In Yorkshire is found the will (in Latin) of Willaim Hassand of
Watton, dated 11 August 1484, which mentions his father and eldest
son, both named Thomas [Reg. Test. Edor., 5:243]. John Hasande
late of Watton died 22 October 1515; and John Hassand of Kirkburne
died interstate before 13 April 1559 [Act Book for the Deanery
of Harhill and Hull with Beverley].
In 1535 Richard Hasande was bailiff, paid for collecting the rents,
in the Deanery of Ludburghe, Lincolnshire [Valor Ecclesiasticus,
4:59]. He may be the Richard Hassand with whom the proved ancestry
of Edward Hazen beginning in the section. The known ancestors
of Edward Hazen were husbandmen of the better class, of sufficient
substance to make wills. The family was not armigerous, and no
Hazen coat of arms is known.
NOTE: There are similar sounding names in Dutch (Haas) and
German (Haassen) with a Jack-Rabbitt on a family Coat of Arms,
there is no family connection. So don't be fooled by misleading
family Coat of Arms. Hazzan is the Hebrew spelling which means
a cantor, one who crys out the truth. Hazen is a common first
name in Isreal. Jews were not allowed to be armigerous. All the
Hazen's in America and Canada are decended from Edward Hazen who
came from Cadney, Lincolnshire, England to Rowley, Massachusetts
in 1638,. There is two recent arivals from England who are related
to the family back in England. Where the family name is still
spelled Hason.
What are the reasons for concluding that Edward Hazen of Rowley,
Massachusetts, the founding ancestor of the American family, was
the same "Edwardus Hasson filius Thomae" who "fuit
baptizatus 24 die Decembris 1614" as entered in the registers
of Cadney, Lincolnshire?
1. The surname was not a very common one in England, and a great
deal of reasarch in Northumberland and Lincolnshire has not disclosed
any other Edward Hazen of suitable age.
2. No other history has been found for Edward Hazen (baptized
24 Dec. 1614), who was living in 1628 when his father made a will.

JOB 1: Can you return the part of the Hazen family passage starting at "What are the" and ending at "made a will."?

ROWS:

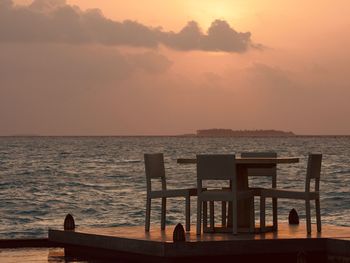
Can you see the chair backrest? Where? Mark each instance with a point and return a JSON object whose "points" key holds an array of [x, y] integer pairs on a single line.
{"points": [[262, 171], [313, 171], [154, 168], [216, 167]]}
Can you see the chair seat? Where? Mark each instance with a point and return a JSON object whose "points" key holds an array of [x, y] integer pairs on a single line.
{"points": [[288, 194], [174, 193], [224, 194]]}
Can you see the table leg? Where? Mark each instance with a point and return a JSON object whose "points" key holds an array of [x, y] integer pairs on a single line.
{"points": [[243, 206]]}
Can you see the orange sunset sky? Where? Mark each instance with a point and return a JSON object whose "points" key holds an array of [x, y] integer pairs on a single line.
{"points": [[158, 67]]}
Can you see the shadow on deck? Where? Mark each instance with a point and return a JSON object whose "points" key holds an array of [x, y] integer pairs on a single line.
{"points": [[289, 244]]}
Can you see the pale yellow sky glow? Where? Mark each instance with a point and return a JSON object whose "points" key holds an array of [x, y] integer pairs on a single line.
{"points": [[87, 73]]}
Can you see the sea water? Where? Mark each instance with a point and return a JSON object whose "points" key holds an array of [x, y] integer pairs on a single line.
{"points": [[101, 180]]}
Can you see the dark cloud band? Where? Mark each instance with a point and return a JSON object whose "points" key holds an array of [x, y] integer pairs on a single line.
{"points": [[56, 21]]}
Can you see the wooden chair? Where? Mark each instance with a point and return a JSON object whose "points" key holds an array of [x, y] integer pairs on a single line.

JOB 2: Which lines of the records contain the string "chair", with case counting? Report every one of them.

EXPECTED ANSWER 1:
What are the reasons for concluding that Edward Hazen of Rowley,
Massachusetts, the founding ancestor of the American family, was
the same "Edwardus Hasson filius Thomae" who "fuit
baptizatus 24 die Decembris 1614" as entered in the registers
of Cadney, Lincolnshire?
1. The surname was not a very common one in England, and a great
deal of reasarch in Northumberland and Lincolnshire has not disclosed
any other Edward Hazen of suitable age.
2. No other history has been found for Edward Hazen (baptized
24 Dec. 1614), who was living in 1628 when his father made a will.

EXPECTED ANSWER 2:
Can you see the chair backrest? Where? Mark each instance with a point and return a JSON object whose "points" key holds an array of [x, y] integer pairs on a single line.
Can you see the chair seat? Where? Mark each instance with a point and return a JSON object whose "points" key holds an array of [x, y] integer pairs on a single line.
Can you see the wooden chair? Where? Mark each instance with a point and return a JSON object whose "points" key holds an array of [x, y] integer pairs on a single line.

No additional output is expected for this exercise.